(Dataset excerpts on object pointing)
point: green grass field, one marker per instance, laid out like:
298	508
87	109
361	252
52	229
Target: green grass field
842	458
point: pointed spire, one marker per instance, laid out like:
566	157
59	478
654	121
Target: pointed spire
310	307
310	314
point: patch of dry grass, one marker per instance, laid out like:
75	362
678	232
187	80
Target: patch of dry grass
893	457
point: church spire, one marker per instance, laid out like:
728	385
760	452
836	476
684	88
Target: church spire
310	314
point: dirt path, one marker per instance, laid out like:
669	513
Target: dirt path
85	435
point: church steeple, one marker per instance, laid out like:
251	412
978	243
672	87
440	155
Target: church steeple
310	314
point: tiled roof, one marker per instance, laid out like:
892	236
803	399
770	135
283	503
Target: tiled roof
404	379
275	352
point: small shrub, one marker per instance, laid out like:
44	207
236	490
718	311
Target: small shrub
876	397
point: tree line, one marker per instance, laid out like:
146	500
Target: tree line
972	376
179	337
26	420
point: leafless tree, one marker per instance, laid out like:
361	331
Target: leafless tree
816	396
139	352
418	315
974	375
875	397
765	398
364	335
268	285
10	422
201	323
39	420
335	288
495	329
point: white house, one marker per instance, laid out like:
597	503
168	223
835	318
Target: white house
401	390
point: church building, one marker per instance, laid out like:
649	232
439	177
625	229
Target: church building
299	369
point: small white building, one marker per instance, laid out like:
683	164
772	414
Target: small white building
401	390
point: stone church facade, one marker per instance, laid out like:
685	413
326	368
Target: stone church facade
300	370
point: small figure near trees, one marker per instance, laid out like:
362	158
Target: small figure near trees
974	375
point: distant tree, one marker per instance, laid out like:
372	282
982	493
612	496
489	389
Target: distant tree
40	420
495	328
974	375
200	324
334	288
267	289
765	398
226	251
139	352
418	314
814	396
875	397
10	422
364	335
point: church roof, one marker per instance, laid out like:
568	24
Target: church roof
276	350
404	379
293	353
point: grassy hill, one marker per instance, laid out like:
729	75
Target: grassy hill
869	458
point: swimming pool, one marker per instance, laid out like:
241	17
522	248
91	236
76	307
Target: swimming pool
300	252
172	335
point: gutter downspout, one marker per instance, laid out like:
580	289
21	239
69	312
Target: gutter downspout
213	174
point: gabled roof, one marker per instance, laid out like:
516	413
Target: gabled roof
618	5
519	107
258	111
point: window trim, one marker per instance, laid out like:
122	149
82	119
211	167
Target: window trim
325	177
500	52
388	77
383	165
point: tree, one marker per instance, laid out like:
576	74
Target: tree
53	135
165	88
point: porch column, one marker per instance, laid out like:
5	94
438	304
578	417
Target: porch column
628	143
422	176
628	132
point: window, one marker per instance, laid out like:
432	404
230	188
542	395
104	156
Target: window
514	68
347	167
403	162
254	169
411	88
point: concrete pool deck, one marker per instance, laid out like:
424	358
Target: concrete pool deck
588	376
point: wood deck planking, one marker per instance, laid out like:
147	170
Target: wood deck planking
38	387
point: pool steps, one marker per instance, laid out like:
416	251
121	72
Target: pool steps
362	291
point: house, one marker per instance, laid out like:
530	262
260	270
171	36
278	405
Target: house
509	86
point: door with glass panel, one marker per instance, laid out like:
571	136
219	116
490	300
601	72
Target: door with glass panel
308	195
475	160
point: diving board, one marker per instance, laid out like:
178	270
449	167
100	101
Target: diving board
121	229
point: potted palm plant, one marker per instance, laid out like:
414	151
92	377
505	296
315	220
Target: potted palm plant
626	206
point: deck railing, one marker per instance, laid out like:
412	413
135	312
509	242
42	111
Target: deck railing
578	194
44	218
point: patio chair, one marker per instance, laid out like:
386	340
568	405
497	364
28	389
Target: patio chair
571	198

What the exercise asks:
Only the lines from the one containing "point: concrete pool" to the end of the records should be repeated, exactly as they appear.

Output below:
point: concrete pool deck, one marker per instance, laid out like:
424	358
Target: concrete pool deck
588	376
point: wood deck planking, one marker per instance, laid out like:
147	170
Target: wood deck planking
38	387
point: pool steps, one marker per instance, laid out like:
416	251
121	72
Target: pool steps
362	291
point: house, one marker per instance, laid out like:
530	262
260	270
171	36
278	405
Target: house
509	86
point: door with glass panel, one marker per instance, laid out like:
571	136
219	116
490	300
601	72
Target: door with glass panel
308	195
475	160
point: diving board, one marker per instance, laid out like:
178	270
449	167
100	101
Target: diving board
121	229
point: potted palm plant, one marker per instance, laid out like:
414	151
92	377
505	296
315	220
Target: potted palm plant
626	206
point: deck railing, one marker per instance, laid out like:
412	413
135	312
509	242
42	111
Target: deck railing
578	194
44	218
point: patio chair, one marker per instance, laid out like:
386	340
568	405
497	364
28	389
Target: patio chair
571	198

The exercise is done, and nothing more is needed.